_Exercise directions_.
Omit every image, and transcribe the remaining entries exactly as given.

[Records from a data collection]

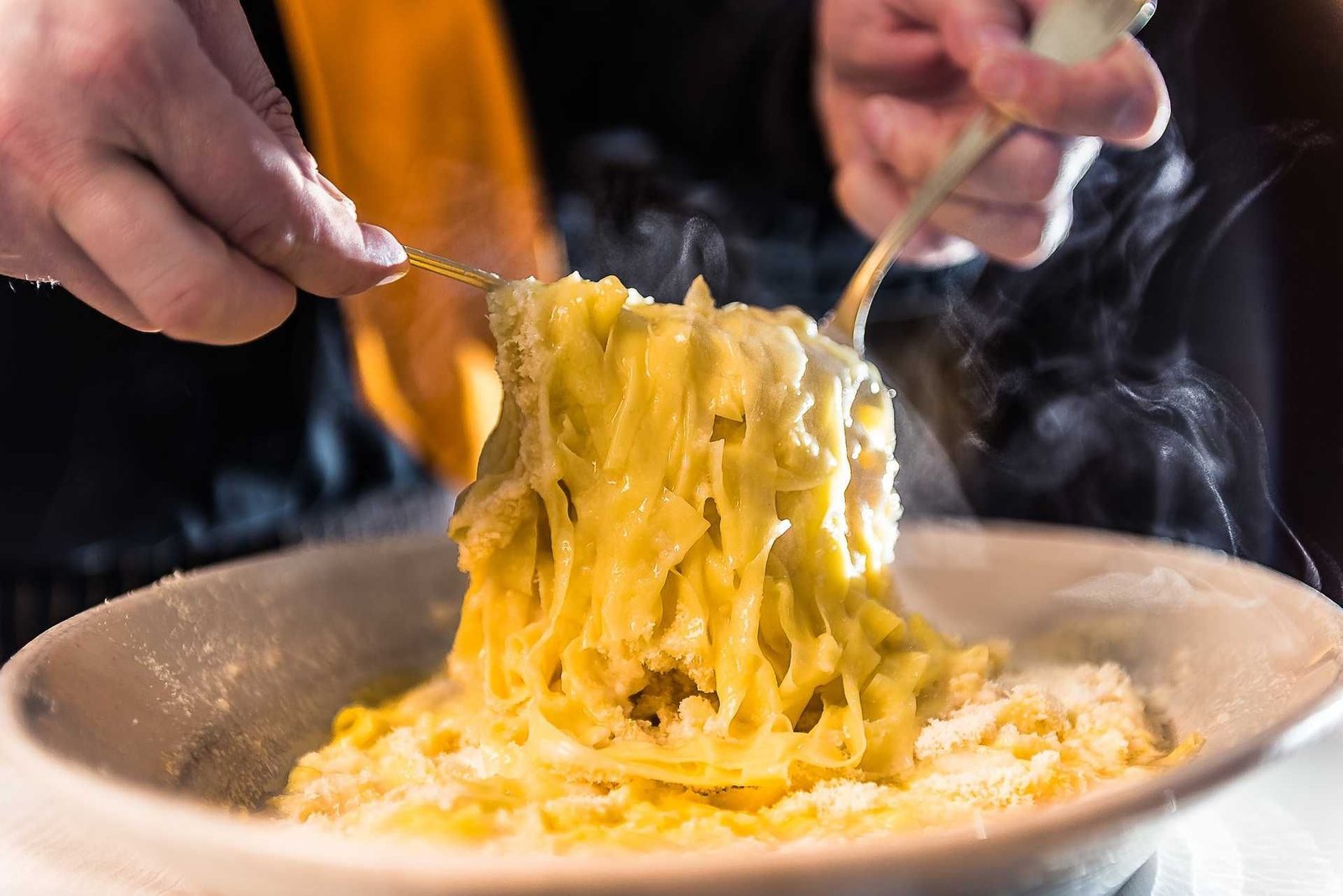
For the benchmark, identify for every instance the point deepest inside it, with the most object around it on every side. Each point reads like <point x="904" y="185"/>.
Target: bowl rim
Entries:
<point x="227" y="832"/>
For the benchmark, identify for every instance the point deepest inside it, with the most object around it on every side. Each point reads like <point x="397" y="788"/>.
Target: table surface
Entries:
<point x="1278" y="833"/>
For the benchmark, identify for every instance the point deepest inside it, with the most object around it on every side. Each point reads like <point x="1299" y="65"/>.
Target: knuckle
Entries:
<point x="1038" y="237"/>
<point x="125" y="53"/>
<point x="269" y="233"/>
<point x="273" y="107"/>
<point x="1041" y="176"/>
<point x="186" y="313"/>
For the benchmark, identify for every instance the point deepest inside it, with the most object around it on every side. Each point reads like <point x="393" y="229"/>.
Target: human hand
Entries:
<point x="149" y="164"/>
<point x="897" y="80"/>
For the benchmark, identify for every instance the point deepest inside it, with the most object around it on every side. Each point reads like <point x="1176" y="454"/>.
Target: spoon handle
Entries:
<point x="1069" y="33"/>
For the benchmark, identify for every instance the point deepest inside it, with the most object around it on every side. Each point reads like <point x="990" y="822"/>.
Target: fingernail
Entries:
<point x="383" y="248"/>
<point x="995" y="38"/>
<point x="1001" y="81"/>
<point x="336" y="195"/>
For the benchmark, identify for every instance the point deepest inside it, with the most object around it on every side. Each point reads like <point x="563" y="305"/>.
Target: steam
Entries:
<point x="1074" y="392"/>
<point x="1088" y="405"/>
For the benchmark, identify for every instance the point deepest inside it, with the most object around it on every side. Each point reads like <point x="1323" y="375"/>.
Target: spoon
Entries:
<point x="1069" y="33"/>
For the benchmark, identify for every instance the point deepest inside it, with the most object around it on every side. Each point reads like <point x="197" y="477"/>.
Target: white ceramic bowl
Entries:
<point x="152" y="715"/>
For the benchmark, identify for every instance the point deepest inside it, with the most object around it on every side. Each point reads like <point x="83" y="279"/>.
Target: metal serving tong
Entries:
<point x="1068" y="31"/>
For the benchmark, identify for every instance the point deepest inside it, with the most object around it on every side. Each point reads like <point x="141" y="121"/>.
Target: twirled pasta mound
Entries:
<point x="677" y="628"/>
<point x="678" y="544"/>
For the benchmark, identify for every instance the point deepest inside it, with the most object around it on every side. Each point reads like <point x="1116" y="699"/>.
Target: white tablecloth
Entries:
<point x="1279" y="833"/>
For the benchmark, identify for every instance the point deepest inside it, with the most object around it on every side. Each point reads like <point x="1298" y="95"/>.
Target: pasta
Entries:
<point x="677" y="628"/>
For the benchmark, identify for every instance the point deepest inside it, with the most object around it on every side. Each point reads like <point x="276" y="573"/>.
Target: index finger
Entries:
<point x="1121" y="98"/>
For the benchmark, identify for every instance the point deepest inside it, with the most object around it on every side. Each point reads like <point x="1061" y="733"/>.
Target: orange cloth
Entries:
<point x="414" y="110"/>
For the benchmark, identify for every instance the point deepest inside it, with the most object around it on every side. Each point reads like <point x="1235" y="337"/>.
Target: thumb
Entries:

_Correct output_.
For the benchmark, identify for every instance the point deepest inside it, with the most object around it on every side. Each point reads like <point x="904" y="185"/>.
Target: bowl rim
Entries:
<point x="227" y="832"/>
For the benchmark, identify for every instance the point deepest inside it, with the most object around it on every side. Each point reads like <point x="397" y="788"/>.
Target: table surface
Entries:
<point x="1278" y="833"/>
For the benchmark, identify for every instance the point deepest inside it, with the most object around it on every side. Each point reads like <point x="1299" y="65"/>.
Target: knuckle
Entries:
<point x="1038" y="237"/>
<point x="125" y="53"/>
<point x="269" y="233"/>
<point x="273" y="107"/>
<point x="1041" y="176"/>
<point x="186" y="313"/>
For the benchmark, identify for every instance the point deepest inside it, with the most object around it on every side. Each point reads like <point x="393" y="229"/>.
Target: human hand
Entries:
<point x="149" y="164"/>
<point x="897" y="80"/>
For the benchmark, identify for every instance the point deepest inside it, with the most object around it on every side. Each point reads like <point x="1176" y="454"/>.
Target: spoon handle
Entries:
<point x="1069" y="33"/>
For the benchmark, identify for every instance the point deepest inside it, with the most object around it on every side. Each point reads like <point x="990" y="822"/>.
Target: fingernail
Entries:
<point x="383" y="248"/>
<point x="995" y="38"/>
<point x="1001" y="81"/>
<point x="336" y="195"/>
For the benchmark, identify for every instance the point deepest inside it, with the most object around it on every side. Each point reads like <point x="563" y="305"/>.
Target: steam
Entries:
<point x="1074" y="392"/>
<point x="1088" y="405"/>
For the benchmark, identify for every instance the point deepest inside it, with the most object around it on every side. Each point reads like <point x="1323" y="375"/>.
Target: spoon
Entries:
<point x="1069" y="33"/>
For the benchmark, identify for every instance the point deepest inside it, with the most object around it on every side. Each point reads like <point x="197" y="477"/>.
Target: white ceramic bowl
Entries:
<point x="152" y="715"/>
For the benchmark, identify for every instance the point deepest inside it, with the most object around it on every side. Each point reads like <point x="83" y="279"/>.
Target: metal serving tong
Entries:
<point x="1068" y="31"/>
For the benchmark, identify for every instance the point deepest inside it, with the most object around it on every side. Each point reads like <point x="141" y="121"/>.
Target: twirled pasta mound
Entries:
<point x="677" y="628"/>
<point x="678" y="544"/>
For the benchmark, identify for every instance the point deepest inside it, with the most object around it on every side. Each point reads like <point x="1116" y="699"/>.
Target: white tablecloth
Entries:
<point x="1279" y="833"/>
For the benchmark, identify for every instance the point deepest inside it, with the most object around it on every side. Each point reads like <point x="1298" y="95"/>.
Target: pasta
Entries:
<point x="677" y="628"/>
For the benchmark, identify for every instance the point deepest inside it, with the most object around it on every side. Each point reads like <point x="276" y="573"/>.
Target: index finger
Entries:
<point x="1121" y="98"/>
For the benchmark, identify for every instance the point deepest inside it, with the most object around it on every side. Each point reads like <point x="1061" y="733"/>.
Target: orange cloth
Entries:
<point x="414" y="110"/>
For the benchmark, identify for every instance the point deepest inside it, with the most object around it on every side. Each point reads like <point x="1235" y="337"/>.
Target: thumb
Entries:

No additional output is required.